#### PASSAGE TO READ
^^^^^^^^

As it moves out, the lever changes position on the PCB, which then toggles the set mode.

So, why isn't this one working?

Well, unfortunately I can't say I found out.

I decided to try swapping in the switch spring from the C300 movement (in case the one in the C320 had become bent / deformed without me realising).

Getting the parts out of the C300 went fine, but when I came to remove the switch actuator from the C320, I managed to snap one of the plastic shafts that keeps it in place. 

Game over.

Oh well, I started with two dud C320 movements and managed to get one fully working. Here is the re-assembled watch



And, just as importantly I've learned a LOT about the Citizen C320 (and C300) movements.

1 - they are serviceable (I'd previously decided they weren't)

2 - many of the parts are interchangeable (very handy)

3 - its best to remove the hands individually (with levers) rather than together (with the presto type tool) as the main hour wheel has a plastic shaft which is easily damaged.

4 - hold the train wheel bridge down when removing the PCB

5 - read the service manual - lots of good tips in there

6 - be careful with the buzzer contact spring when changing the battery (they drop out)

^^^^^^^^

#### RECORD EXCERPTS

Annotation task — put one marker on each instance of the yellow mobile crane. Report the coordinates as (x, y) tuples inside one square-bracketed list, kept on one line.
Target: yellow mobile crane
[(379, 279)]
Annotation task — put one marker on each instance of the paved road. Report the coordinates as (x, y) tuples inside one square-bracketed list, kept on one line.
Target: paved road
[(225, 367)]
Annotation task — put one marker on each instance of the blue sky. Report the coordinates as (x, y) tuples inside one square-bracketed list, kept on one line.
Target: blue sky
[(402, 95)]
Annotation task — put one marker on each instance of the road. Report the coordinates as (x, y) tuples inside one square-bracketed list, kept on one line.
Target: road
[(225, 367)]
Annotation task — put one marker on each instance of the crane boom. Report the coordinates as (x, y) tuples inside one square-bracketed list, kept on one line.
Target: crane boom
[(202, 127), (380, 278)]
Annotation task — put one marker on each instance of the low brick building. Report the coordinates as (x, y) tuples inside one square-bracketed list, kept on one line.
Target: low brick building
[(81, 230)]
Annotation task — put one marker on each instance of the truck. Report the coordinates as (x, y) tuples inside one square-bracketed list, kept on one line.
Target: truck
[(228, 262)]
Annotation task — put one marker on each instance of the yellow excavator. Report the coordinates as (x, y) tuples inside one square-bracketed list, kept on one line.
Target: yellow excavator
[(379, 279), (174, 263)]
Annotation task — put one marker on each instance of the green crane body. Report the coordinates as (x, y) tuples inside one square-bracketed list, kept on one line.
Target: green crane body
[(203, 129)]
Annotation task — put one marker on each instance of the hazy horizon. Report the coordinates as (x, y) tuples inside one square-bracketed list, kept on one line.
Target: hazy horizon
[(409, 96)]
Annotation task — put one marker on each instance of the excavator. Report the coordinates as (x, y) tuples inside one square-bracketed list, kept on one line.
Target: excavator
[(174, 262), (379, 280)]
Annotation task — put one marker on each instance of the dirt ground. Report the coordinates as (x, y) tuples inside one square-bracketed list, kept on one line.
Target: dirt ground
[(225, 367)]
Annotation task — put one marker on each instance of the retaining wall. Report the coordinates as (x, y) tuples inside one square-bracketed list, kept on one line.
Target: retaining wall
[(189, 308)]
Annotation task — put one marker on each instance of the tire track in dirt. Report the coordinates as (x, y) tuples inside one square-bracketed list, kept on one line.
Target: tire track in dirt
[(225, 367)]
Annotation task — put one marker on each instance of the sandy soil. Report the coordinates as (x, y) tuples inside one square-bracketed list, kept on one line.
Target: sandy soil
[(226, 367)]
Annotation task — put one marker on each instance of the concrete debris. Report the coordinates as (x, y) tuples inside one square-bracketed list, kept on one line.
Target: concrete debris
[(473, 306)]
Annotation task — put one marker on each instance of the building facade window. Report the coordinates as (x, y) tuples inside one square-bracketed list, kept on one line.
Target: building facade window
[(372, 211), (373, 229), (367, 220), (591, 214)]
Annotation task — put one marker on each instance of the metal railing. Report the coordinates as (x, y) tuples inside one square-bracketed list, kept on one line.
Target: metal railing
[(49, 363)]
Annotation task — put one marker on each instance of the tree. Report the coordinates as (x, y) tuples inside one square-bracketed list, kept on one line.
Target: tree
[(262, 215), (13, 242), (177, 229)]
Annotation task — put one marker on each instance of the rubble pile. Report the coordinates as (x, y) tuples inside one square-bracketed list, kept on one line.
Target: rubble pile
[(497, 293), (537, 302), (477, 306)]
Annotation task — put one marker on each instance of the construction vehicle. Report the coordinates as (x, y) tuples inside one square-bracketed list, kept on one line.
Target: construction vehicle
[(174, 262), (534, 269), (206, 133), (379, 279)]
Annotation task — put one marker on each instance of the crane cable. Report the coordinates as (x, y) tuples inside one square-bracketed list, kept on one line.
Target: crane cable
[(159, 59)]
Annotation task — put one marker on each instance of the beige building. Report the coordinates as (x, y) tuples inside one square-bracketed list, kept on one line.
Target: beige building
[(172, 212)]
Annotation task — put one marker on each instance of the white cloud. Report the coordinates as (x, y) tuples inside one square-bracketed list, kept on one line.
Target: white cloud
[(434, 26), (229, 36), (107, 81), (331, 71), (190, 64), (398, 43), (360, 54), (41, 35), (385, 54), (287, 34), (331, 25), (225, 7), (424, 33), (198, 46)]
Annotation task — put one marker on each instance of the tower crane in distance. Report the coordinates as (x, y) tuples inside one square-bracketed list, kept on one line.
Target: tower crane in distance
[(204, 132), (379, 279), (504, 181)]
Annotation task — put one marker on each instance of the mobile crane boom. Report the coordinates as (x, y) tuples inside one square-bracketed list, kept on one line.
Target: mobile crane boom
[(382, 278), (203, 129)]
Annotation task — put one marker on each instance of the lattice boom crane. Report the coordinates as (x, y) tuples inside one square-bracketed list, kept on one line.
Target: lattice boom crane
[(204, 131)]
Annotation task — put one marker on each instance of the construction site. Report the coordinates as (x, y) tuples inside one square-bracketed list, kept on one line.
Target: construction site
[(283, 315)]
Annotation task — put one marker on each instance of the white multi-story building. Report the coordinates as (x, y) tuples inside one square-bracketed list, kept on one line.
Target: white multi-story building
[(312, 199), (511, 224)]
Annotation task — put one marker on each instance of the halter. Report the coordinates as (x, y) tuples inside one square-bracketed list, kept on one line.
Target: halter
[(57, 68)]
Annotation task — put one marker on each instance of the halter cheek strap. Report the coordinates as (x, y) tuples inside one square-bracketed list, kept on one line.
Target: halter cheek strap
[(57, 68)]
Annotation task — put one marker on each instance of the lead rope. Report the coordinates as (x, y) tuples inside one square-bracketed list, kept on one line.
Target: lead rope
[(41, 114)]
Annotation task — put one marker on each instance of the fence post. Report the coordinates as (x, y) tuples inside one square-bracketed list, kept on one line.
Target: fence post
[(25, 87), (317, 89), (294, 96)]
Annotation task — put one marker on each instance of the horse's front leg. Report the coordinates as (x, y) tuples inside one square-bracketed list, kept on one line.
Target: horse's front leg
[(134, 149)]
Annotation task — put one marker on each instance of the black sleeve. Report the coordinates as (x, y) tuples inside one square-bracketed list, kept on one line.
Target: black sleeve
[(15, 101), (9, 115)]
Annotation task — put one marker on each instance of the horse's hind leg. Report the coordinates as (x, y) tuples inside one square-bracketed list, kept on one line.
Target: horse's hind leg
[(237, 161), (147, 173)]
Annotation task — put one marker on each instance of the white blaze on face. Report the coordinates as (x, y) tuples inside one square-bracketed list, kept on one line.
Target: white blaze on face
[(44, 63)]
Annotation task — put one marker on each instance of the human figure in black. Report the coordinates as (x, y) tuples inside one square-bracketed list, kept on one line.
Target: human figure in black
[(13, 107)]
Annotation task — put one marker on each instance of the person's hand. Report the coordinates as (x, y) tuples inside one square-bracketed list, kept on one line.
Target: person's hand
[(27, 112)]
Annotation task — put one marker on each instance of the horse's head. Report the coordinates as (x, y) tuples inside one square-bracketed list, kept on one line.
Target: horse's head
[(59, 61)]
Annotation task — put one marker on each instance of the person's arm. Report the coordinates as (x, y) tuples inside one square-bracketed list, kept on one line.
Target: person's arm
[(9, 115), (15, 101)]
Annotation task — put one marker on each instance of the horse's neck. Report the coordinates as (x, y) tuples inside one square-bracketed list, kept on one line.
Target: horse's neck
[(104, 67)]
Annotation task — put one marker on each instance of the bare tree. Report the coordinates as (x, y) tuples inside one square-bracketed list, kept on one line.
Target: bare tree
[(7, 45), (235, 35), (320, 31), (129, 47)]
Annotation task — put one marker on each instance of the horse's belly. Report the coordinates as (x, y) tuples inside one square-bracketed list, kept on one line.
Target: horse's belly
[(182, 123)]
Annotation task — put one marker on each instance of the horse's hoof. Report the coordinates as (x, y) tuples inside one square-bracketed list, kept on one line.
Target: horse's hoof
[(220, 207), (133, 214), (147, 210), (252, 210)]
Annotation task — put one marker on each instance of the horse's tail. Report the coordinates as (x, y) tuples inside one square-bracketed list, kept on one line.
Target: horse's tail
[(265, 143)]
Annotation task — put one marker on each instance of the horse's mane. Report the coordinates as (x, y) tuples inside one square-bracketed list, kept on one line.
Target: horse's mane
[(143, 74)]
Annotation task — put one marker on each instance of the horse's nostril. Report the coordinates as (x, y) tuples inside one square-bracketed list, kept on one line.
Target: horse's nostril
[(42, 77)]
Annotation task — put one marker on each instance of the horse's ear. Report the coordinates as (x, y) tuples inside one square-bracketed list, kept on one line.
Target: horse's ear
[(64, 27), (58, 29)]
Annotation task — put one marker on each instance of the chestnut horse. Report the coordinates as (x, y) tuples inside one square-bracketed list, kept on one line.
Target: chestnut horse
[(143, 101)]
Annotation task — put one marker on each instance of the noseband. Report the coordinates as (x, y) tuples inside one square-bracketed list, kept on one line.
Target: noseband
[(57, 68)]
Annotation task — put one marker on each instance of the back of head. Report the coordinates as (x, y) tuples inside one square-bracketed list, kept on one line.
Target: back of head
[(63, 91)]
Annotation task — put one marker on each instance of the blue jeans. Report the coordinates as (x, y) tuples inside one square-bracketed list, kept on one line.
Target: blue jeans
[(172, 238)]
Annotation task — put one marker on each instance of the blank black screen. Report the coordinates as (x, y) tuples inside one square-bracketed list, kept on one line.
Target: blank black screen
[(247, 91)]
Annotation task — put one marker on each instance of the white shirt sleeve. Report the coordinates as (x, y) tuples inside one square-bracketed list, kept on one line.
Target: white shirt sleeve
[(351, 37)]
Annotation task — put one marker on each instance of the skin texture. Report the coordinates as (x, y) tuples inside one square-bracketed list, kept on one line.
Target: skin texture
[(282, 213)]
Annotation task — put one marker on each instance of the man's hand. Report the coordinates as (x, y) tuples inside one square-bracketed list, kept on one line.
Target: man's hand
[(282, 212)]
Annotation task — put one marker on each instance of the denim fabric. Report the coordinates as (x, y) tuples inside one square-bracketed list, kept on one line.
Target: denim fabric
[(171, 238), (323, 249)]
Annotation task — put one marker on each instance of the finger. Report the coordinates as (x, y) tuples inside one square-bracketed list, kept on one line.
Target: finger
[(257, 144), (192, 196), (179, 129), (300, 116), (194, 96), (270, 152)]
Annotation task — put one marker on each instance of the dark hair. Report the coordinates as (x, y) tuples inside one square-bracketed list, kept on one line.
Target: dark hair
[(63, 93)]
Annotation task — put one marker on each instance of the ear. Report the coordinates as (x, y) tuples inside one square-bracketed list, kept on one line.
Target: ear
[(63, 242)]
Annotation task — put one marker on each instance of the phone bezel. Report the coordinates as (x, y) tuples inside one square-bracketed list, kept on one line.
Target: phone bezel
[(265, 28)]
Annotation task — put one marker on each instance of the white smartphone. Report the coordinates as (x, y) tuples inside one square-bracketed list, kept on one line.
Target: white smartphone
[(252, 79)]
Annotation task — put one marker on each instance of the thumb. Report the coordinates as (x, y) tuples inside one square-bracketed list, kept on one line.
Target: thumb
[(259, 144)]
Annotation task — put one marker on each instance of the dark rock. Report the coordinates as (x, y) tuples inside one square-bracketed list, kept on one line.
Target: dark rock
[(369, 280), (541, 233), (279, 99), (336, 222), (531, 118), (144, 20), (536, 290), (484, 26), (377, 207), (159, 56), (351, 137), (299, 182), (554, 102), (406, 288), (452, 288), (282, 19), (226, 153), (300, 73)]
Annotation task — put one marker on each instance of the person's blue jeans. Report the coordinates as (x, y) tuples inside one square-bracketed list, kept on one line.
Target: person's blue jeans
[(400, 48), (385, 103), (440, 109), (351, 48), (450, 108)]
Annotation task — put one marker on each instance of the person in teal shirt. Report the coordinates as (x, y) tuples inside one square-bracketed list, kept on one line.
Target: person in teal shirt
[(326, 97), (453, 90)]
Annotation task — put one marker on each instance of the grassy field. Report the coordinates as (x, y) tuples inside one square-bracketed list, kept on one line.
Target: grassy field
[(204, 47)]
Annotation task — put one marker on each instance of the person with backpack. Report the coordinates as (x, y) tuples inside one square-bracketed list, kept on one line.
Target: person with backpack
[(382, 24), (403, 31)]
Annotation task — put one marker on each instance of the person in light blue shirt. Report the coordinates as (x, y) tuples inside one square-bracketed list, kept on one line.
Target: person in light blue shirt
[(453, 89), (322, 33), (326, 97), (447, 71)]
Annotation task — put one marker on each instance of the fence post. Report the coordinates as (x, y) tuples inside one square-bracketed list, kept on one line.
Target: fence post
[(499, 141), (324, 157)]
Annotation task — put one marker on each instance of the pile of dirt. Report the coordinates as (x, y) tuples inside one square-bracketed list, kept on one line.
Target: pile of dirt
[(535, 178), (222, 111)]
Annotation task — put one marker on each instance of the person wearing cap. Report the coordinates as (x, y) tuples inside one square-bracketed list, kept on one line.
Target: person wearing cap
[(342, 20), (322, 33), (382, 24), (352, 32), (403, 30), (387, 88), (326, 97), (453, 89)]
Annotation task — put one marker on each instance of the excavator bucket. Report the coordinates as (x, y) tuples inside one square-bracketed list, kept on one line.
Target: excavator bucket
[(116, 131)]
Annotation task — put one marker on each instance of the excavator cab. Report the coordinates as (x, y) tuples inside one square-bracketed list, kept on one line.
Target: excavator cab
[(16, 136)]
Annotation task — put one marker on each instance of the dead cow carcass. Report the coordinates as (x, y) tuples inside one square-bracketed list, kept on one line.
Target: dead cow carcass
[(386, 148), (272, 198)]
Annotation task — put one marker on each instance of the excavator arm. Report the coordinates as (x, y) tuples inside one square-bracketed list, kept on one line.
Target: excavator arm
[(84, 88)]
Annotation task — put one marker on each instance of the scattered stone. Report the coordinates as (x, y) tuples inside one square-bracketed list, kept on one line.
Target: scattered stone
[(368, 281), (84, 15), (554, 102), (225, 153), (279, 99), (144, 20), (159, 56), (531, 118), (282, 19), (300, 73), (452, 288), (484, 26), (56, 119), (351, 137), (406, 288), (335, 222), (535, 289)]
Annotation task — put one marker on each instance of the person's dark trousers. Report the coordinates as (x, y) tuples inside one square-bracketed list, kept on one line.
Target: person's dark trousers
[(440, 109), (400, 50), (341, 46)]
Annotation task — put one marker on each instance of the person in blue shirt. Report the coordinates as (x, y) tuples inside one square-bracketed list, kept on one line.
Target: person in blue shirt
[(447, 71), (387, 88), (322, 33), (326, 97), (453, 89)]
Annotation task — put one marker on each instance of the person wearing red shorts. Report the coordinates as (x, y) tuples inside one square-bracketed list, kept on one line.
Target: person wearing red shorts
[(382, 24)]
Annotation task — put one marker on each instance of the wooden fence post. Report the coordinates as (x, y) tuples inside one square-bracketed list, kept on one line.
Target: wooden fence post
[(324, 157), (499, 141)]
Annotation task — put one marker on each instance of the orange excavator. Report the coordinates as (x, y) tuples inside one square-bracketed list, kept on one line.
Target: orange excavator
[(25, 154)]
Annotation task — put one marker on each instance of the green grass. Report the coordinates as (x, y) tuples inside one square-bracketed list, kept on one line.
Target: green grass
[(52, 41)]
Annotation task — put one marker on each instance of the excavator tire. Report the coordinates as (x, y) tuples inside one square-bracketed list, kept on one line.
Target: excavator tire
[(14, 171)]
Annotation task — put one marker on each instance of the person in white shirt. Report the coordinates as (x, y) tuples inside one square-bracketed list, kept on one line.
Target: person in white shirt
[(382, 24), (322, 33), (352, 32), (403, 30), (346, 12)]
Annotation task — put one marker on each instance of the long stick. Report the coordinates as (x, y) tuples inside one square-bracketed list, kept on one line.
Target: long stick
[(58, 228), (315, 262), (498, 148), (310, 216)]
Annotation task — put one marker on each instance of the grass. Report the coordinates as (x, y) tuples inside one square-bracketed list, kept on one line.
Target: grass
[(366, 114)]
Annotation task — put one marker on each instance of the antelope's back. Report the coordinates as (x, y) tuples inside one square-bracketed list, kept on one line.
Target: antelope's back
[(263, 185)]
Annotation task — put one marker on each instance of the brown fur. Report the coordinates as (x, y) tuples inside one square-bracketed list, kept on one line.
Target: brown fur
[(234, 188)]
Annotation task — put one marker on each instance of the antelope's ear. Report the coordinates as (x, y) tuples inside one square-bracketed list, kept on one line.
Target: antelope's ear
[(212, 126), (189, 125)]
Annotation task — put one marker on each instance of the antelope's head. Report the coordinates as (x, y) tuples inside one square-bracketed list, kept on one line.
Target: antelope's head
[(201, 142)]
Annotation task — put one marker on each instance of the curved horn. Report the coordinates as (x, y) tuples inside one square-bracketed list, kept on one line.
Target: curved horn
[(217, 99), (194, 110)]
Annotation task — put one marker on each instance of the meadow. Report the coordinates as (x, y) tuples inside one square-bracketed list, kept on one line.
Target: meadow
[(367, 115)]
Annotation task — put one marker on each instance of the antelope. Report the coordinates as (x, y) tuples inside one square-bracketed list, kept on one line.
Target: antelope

^^^^^^^^

#### CHALLENGES
A. According to the watch repair post, what part from the C300 movement did the writer try swapping into the C320?
B. List every lesson the watch repair post gives about the Citizen C320 and C300 movements.

#### LIST OF SOLUTIONS
A. The switch spring.

B.
1. They are serviceable.
2. Many of the parts are interchangeable.
3. It is best to remove the hands individually with levers rather than together with the presto-type tool, because the main hour wheel has a plastic shaft that is easily damaged.
4. Hold the train wheel bridge down when removing the PCB.
5. Read the service manual, which has lots of good tips.
6. Be careful with the buzzer contact spring when changing the battery, because they drop out.